**REQUIREMENT**
Go through the data below and retype all of it exactly.

**INPUT FOR THIS TASK**

──────────────────────────────

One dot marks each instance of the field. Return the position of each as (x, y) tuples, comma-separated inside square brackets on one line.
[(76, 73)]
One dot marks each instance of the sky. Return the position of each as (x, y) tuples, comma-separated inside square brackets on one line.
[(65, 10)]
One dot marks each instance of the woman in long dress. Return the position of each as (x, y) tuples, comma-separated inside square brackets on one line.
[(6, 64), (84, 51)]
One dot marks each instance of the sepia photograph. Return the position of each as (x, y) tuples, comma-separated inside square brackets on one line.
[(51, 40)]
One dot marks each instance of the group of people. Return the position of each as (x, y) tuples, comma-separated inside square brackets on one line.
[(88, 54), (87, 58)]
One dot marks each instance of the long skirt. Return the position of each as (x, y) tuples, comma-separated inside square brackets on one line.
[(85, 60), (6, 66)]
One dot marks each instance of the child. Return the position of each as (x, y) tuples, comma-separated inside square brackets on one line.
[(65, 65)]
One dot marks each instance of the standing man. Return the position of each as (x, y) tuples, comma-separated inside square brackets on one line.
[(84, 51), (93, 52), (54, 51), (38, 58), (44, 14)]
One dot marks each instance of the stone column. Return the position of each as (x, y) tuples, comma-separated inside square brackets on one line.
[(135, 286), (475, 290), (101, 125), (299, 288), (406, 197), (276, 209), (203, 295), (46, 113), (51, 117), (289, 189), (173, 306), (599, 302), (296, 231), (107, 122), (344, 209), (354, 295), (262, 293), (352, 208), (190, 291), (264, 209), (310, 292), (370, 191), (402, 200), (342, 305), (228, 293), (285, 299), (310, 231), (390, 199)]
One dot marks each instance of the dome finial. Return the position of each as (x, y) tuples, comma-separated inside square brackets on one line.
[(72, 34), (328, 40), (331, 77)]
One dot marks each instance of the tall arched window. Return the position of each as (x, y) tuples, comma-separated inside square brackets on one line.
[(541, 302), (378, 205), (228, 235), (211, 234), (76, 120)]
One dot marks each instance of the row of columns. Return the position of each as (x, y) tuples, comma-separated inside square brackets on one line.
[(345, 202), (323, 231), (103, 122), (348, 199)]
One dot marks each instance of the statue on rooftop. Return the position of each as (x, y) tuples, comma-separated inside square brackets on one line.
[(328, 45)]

──────────────────────────────

**RESPONSE FOR THIS EXERCISE**
One dot marks each instance of the field. Return the position of each as (x, y) tuples, comma-separated inside square brackets on one line.
[(76, 73)]
One dot marks each instance of the sky. Return the position of each as (x, y) tuples, comma-separated inside square brackets on one line.
[(65, 10)]
One dot marks each instance of the woman in long dress. Return the position of each as (x, y) tuples, comma-separated inside square brackets on one line.
[(6, 64), (84, 51)]
One dot marks each instance of the sepia photograph. Return the position of each as (x, y) tuples, comma-separated inside square brackets on one line.
[(51, 40)]
One dot marks each instance of the group of people. Return the position of each as (x, y) tuples, comma-separated inside square brackets on one line.
[(88, 54), (87, 58)]
One dot marks each instance of the long skirt. Return the position of each as (x, y) tuples, comma-separated inside square brackets on one line.
[(85, 60), (6, 66)]
One dot marks each instance of the child. Return the position of each as (x, y) tuples, comma-separated inside square brackets on one line.
[(65, 65)]
One dot marks each instance of the standing man. Return the position of each as (x, y) tuples, comma-separated inside square brackets on one line.
[(84, 51), (93, 52), (54, 51), (38, 58), (44, 14)]
One dot marks each instance of the stone column. Return the position of each as (x, y) tuples, comma-separated inside square brackets on one line.
[(135, 286), (475, 290), (101, 125), (299, 288), (406, 197), (276, 209), (203, 295), (46, 113), (51, 117), (289, 189), (173, 306), (599, 302), (296, 231), (107, 122), (344, 209), (354, 295), (262, 293), (352, 208), (190, 291), (264, 209), (310, 292), (370, 191), (402, 200), (342, 305), (228, 293), (285, 299), (310, 231), (390, 199)]
One dot marks each instance of the dome finial. Return the position of each as (x, y) tuples, comma-separated inside square brackets on one line.
[(72, 34), (328, 40), (331, 77)]
One dot marks each instance of the tall arched window. Return the position of each as (x, y) tuples, comma-separated inside square brackets on one line.
[(541, 302), (378, 205), (228, 235), (211, 234), (76, 120)]
One dot marks each instance of the row of columns. Return the position of each as (x, y) tuples, comma-separated inside square brackets on one line.
[(345, 202), (323, 231), (103, 122), (348, 199)]
One dot marks each instance of the statue on rooftop. Return the position of each as (x, y) tuples, comma-separated inside square brackets on one line.
[(328, 45)]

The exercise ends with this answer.